--- begin ---

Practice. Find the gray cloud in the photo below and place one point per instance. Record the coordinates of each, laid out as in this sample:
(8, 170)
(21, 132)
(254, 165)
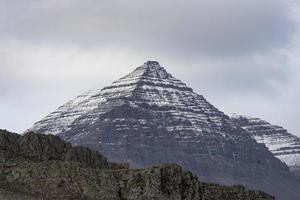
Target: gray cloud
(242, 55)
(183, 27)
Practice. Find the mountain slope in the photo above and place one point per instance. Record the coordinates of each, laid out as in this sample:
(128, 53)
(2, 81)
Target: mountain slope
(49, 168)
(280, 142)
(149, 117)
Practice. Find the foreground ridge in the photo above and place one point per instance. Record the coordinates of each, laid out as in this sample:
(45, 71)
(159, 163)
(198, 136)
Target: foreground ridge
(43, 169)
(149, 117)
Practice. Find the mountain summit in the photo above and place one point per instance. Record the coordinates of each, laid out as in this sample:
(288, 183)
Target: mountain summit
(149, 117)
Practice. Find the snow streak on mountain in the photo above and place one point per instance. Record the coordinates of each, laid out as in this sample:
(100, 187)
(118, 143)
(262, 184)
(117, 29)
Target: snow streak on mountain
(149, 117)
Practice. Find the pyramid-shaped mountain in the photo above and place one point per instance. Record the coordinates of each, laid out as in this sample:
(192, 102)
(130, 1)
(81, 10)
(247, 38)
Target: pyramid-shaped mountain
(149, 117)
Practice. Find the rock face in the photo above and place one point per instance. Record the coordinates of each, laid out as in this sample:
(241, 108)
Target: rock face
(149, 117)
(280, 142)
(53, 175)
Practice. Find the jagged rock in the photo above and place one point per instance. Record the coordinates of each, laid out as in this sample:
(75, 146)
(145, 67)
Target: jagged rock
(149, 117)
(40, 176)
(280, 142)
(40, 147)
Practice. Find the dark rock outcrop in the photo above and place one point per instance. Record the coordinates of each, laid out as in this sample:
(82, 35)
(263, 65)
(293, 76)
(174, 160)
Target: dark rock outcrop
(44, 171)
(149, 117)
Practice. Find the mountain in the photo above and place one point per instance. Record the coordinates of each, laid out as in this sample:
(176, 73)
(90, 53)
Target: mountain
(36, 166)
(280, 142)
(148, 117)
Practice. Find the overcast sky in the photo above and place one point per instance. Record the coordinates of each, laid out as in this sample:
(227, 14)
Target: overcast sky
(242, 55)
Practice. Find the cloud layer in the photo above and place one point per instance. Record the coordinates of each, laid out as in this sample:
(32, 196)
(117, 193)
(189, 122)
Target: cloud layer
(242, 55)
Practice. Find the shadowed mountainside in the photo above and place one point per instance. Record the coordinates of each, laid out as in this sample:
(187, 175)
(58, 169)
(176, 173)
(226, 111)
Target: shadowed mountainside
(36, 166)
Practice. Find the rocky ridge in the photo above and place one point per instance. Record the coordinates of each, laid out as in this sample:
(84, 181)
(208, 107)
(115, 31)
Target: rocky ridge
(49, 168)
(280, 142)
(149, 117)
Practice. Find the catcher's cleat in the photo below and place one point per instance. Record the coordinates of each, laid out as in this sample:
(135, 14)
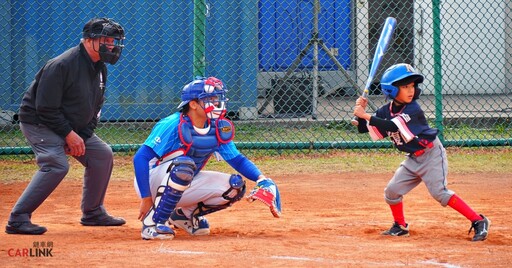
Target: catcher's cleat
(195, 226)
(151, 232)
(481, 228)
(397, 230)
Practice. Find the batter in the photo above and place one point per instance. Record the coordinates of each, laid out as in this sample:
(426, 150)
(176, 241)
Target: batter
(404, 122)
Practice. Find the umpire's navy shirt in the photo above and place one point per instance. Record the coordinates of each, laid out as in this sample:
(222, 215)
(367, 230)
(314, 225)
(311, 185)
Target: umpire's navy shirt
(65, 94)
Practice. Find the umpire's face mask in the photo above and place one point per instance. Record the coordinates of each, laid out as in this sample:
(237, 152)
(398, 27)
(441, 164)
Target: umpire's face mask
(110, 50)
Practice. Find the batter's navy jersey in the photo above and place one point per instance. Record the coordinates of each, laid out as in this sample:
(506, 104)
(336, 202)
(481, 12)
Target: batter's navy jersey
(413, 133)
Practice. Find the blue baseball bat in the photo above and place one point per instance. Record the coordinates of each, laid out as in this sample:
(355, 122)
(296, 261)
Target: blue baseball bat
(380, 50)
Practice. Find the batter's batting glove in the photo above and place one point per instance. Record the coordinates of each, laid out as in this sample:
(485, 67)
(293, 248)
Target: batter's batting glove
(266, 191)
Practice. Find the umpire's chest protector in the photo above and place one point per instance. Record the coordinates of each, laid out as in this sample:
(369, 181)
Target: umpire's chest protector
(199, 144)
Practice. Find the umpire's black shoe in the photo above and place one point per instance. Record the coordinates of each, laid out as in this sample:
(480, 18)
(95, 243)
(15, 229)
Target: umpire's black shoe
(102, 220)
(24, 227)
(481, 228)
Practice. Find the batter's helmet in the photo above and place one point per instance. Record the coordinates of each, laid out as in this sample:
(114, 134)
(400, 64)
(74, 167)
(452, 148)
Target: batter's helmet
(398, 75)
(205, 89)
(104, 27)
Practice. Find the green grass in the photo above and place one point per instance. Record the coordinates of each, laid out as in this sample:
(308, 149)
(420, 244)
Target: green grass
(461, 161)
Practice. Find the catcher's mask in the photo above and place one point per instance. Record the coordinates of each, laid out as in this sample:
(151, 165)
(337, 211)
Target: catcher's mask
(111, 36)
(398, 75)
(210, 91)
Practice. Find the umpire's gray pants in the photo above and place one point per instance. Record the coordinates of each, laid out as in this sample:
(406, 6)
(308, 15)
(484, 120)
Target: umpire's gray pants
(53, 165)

--- end ---

*Given instruction*. Copy the items from the line containing "Practice. Find the batter's helmet" through the end of the items, swapping "helmet" for "cap" and changing nothing else.

*Answer*.
Practice. Find the batter's cap in the photo above and place one point per instance. Record the coordinates of each, laid out as in this sample:
(114, 134)
(400, 64)
(74, 167)
(452, 148)
Target: batter's cap
(398, 75)
(205, 89)
(104, 27)
Practice. Find the green grass in the photo above and place one point per instance. Record the coordinates of each, laid out as in this sample:
(308, 149)
(420, 244)
Target: green grass
(461, 161)
Practice. Find the catcher's mask in the photo above and place one point per instance. Record the coordinates of each, laid out as in this sample:
(151, 165)
(337, 211)
Target: catcher's mask
(111, 36)
(398, 75)
(210, 91)
Practice. Find the umpire's gray pants in the photo above and place one point per instance. Record the coordinates of each, laid out as in this sample:
(406, 6)
(308, 15)
(484, 120)
Target: umpire's gray pants
(53, 165)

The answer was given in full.